Exercise instructions:
Copy out all of the material below word for word, but leave the pictures out.

Labeled-object pointing entries:
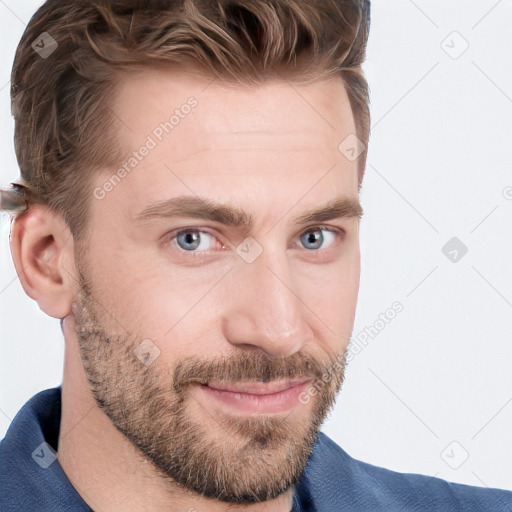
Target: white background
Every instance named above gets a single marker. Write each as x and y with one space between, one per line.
439 374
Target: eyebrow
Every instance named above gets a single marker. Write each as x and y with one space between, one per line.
210 210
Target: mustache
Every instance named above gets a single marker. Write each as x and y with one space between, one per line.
246 367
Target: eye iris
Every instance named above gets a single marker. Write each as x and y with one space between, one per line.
311 238
190 237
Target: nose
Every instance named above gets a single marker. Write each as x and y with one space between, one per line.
266 312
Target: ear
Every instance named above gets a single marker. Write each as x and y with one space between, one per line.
42 248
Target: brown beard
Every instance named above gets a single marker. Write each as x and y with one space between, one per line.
230 458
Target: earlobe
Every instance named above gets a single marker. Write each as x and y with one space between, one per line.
43 253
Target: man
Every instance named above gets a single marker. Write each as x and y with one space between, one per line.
187 213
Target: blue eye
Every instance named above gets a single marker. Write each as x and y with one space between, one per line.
191 239
316 241
196 241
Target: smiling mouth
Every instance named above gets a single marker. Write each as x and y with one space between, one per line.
255 397
255 388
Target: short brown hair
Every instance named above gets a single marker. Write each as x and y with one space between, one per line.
64 124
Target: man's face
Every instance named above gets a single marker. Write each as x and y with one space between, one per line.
169 304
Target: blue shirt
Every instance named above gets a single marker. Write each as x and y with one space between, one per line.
32 479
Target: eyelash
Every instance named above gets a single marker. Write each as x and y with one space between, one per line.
172 236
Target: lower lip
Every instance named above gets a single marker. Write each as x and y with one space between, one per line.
248 403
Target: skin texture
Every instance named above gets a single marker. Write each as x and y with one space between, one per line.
137 436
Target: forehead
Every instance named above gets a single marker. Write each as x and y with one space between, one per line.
239 144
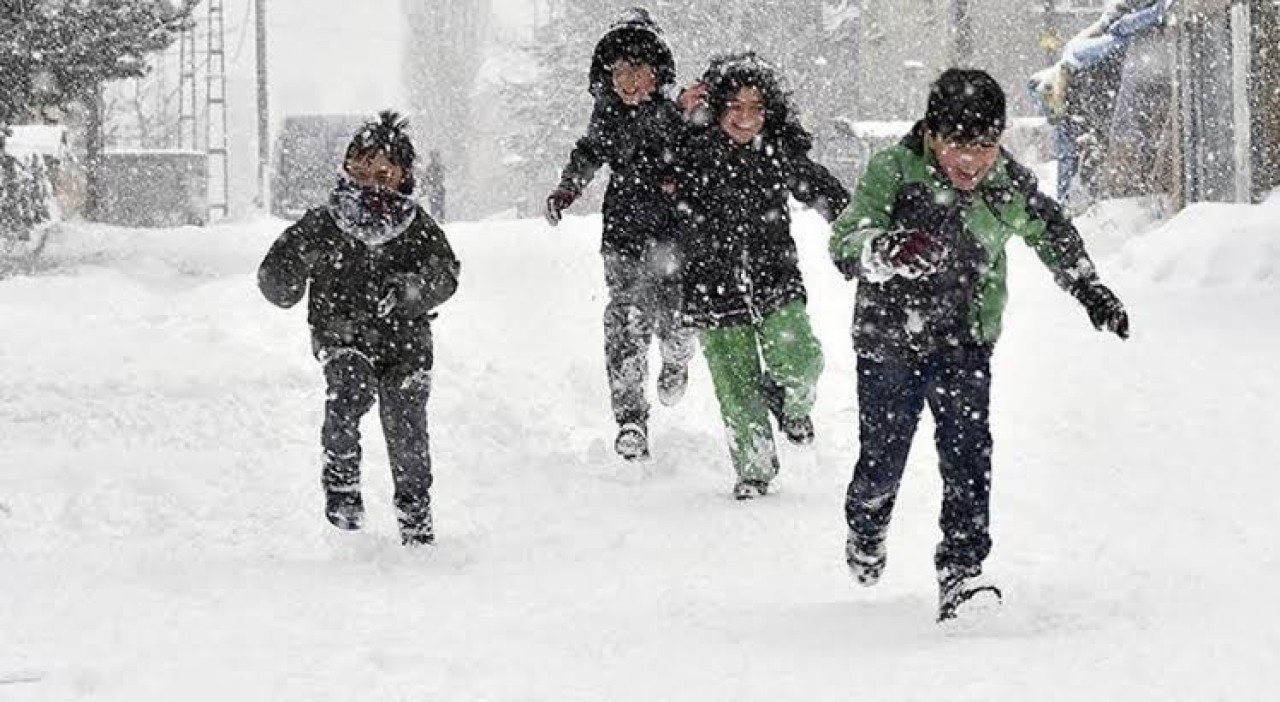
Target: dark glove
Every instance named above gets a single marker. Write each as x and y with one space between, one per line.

Expected output:
Target: white background
Every instance named above gets a single marker. Write each as x and y with one space between, one per line.
439 374
Target: eyebrow
Every instance named above gets a single marker. Write each as x and y with one space between, one per line.
210 210
Target: mustache
Every instance named above gets a single marker. Write each as x and y with one space between, one per line.
246 367
Target: eye iris
Every instance named above gets a single marker. Write each as x and y with one space between, one per line.
311 238
190 237
Target: nose
Every instance named above gets a single marker. Write each as x and y with one space between, one per line.
266 312
Target: ear
Every instance named above gets a single marker. Write each as x and y with one space between, one per line.
42 248
Target: brown beard
Every instance named above gets a single marker. Write each as x and y with one space between, one per line.
230 458
Target: earlobe
Every instance named above gets a single marker. Write each as x and y with one space between, one per line.
43 253
Target: man
Every instance named above gets a single marker. Write each as x and y with one space between, one per line.
187 213
Target: blue eye
Every instance named above gets a single marker. Write each as x and y with one space between, one per line.
191 239
316 241
196 241
Target: smiling mouth
Every instance named above gets a single marker. Write each as x and y with one space between, one per line.
255 397
255 388
Target: short brown hair
Every instance named above gets a single marker. Write each as x and y with one space between, one per line.
64 124
Target: man's face
Every instance named above gets a single marker. Write each as x and y with one space between, one per line.
169 304
Target: blue shirt
Every instance named above gets a single marker. Write each as x and y with one space between, one per line.
32 479
Target: eyelash
Every instance named above gets a single marker. Write each as x and y with one space between, one per line.
172 236
Target: lower lip
Every instance named above gets a single marker. Write each as x and y with one space between, one per line.
248 403
Target: skin texture
Every instance named above gets a single marker. Write each as x and y with one space between, one per line.
137 436
Target: forehead
Every instance named above gets a single marker. Write each as x and y with one space between, one per line.
239 144
Target: dark glove
Every instance named above gets a single marker. Write each as x and y with one space between, one per line.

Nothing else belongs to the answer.